▸ **Exercise aim**:
Each line of the material must be returned exactly.

▸ **Exercise data**:

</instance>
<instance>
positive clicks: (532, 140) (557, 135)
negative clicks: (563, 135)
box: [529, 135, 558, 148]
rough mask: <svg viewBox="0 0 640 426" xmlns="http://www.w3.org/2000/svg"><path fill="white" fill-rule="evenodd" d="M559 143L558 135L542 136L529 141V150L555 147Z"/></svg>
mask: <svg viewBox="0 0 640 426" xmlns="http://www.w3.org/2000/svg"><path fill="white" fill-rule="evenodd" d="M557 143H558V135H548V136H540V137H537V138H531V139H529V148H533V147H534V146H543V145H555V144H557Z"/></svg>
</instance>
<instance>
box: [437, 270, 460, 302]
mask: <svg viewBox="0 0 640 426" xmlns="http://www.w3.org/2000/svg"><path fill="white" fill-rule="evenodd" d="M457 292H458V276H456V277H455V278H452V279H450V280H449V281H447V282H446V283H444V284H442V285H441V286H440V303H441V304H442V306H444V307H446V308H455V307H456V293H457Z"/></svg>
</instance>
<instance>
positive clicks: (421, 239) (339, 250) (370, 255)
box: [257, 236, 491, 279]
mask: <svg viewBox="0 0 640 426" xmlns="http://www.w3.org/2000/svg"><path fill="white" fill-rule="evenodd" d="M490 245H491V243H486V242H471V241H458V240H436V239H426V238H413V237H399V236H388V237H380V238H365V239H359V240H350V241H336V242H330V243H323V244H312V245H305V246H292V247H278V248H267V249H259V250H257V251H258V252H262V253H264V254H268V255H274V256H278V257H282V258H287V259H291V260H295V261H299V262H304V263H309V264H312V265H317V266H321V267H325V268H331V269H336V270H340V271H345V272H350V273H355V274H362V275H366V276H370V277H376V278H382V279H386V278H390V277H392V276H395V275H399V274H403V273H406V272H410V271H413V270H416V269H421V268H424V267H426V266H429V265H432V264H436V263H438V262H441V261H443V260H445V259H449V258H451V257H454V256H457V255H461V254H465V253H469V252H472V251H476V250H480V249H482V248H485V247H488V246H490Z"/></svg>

▸ **Solution**:
</instance>
<instance>
positive clicks: (532, 140) (557, 135)
negative clicks: (563, 135)
box: [529, 135, 558, 148]
rough mask: <svg viewBox="0 0 640 426" xmlns="http://www.w3.org/2000/svg"><path fill="white" fill-rule="evenodd" d="M559 143L558 135L542 136L529 141V150L555 147Z"/></svg>
mask: <svg viewBox="0 0 640 426" xmlns="http://www.w3.org/2000/svg"><path fill="white" fill-rule="evenodd" d="M557 143H558V135H548V136H540V137H537V138H531V139H529V148H533V147H534V146H543V145H555V144H557Z"/></svg>
</instance>
<instance>
box: [437, 270, 460, 302]
mask: <svg viewBox="0 0 640 426" xmlns="http://www.w3.org/2000/svg"><path fill="white" fill-rule="evenodd" d="M457 292H458V276H456V277H455V278H452V279H450V280H449V281H447V282H446V283H444V284H442V285H441V286H440V303H441V304H442V306H444V307H446V308H455V307H456V293H457Z"/></svg>
</instance>
<instance>
positive clicks: (421, 239) (339, 250) (370, 255)
box: [257, 236, 491, 279]
mask: <svg viewBox="0 0 640 426" xmlns="http://www.w3.org/2000/svg"><path fill="white" fill-rule="evenodd" d="M490 245H491V243H486V242H471V241H458V240H436V239H426V238H413V237H399V236H388V237H380V238H365V239H359V240H350V241H336V242H330V243H323V244H312V245H305V246H292V247H278V248H267V249H259V250H257V251H258V252H262V253H264V254H268V255H274V256H278V257H282V258H287V259H291V260H295V261H299V262H304V263H309V264H312V265H317V266H321V267H325V268H331V269H336V270H340V271H345V272H350V273H355V274H362V275H366V276H370V277H376V278H382V279H386V278H390V277H392V276H395V275H399V274H403V273H406V272H410V271H413V270H416V269H421V268H424V267H426V266H429V265H432V264H436V263H438V262H441V261H443V260H445V259H449V258H451V257H454V256H457V255H461V254H465V253H469V252H472V251H476V250H480V249H482V248H485V247H488V246H490Z"/></svg>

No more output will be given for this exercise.